My healing went so well that MSK gave me my first pump chemo before I left New York—and my celebration in this post about 50% side effects thanks to pump chemo turns out to be short-lived. That’s because nobody made clear to me that (with the exception of the initial treatment) pump chemo is given IN ADDITION to systemic chemo; not in place of it.
If you’ve experienced chemo yourself, you can appreciate how brutal it was to realize my error—and a painful lesson in how important it is that a patient plays an active role in understanding and directing their own treatment.
The importance of self-advocacy sinks in further the day I have a conversation with a nurse who had previously worked with Dr. Kemeny in New York. She shares that when she arrived in Chicago, she asked why her new hospital did not have an HAI pump program.
“Because patients don’t ask for it,” is what she reports having been told.
My eyes widen. What percentage of patients walk in with a stage 4 diagnosis knowing what to ask for?
None of the three major cancer centers even mentioned the pump to me—in spite of the fact that my widespread liver tumors made me a perfect candidate, and in spite of the fact that each of them had a handful of patients who were being treated with a pump (even if by a different doctor in the system).
If a major infection hadn’t paused my chemotherapy, I might have put off visiting MSK for even longer—not realizing that the pump works best when it is leveraged at the beginning of treatment.
Today, treatment with an HAI pump is much more common; patients are much more connected via social media groups; and my sense from discussion across the various support groups and boards is that it’s much more likely to be presented as a treatment option when patients are first diagnosed.

Material shown

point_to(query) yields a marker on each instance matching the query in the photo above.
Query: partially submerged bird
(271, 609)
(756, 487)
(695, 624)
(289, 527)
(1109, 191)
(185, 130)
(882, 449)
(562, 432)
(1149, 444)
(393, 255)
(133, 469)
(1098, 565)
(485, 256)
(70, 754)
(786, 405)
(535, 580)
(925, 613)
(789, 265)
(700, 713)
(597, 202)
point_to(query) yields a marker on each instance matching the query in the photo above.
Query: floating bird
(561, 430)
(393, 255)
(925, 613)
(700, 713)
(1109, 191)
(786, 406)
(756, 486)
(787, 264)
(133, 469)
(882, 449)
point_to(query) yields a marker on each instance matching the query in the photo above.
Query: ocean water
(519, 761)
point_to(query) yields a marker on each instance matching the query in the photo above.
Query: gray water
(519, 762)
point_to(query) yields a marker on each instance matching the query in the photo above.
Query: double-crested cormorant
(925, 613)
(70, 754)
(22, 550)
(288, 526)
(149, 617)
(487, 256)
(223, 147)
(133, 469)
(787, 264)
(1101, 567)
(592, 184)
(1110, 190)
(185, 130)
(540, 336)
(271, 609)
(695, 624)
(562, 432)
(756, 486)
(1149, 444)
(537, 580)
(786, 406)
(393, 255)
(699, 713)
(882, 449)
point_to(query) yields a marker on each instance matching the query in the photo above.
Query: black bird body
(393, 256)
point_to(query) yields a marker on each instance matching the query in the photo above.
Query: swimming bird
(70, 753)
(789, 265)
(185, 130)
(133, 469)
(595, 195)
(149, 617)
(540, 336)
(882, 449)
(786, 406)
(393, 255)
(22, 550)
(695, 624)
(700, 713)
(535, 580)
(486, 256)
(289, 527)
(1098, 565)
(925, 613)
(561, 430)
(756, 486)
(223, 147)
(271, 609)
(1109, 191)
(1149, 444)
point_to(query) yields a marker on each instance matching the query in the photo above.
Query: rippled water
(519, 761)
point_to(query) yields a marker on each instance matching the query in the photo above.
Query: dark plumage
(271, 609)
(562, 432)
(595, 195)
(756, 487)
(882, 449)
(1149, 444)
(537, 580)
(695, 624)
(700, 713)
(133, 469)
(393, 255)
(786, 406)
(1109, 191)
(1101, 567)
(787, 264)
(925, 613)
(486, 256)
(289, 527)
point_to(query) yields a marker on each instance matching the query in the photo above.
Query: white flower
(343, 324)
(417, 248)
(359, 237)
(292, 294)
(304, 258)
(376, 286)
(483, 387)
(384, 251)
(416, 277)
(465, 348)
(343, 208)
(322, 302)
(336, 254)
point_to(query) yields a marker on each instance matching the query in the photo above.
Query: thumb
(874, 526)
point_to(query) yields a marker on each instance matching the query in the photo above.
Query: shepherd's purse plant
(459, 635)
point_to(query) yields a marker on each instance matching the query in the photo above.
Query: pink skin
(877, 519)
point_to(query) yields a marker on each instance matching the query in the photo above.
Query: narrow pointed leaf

Work item A
Write out the stretch of the HAI pump passage from "My healing went" through "their own treatment.".
Work item B
List every proper name of a person, place, or institution that appears in the HAI pump passage.
Work only from the HAI pump passage.

Task result A
My healing went so well that MSK gave me my first pump chemo before I left New York—and my celebration in this post about 50% side effects thanks to pump chemo turns out to be short-lived. That’s because nobody made clear to me that (with the exception of the initial treatment) pump chemo is given IN ADDITION to systemic chemo; not in place of it.
If you’ve experienced chemo yourself, you can appreciate how brutal it was to realize my error—and a painful lesson in how important it is that a patient plays an active role in understanding and directing their own treatment.

Task result B
MSK
New York
Dr. Kemeny
Chicago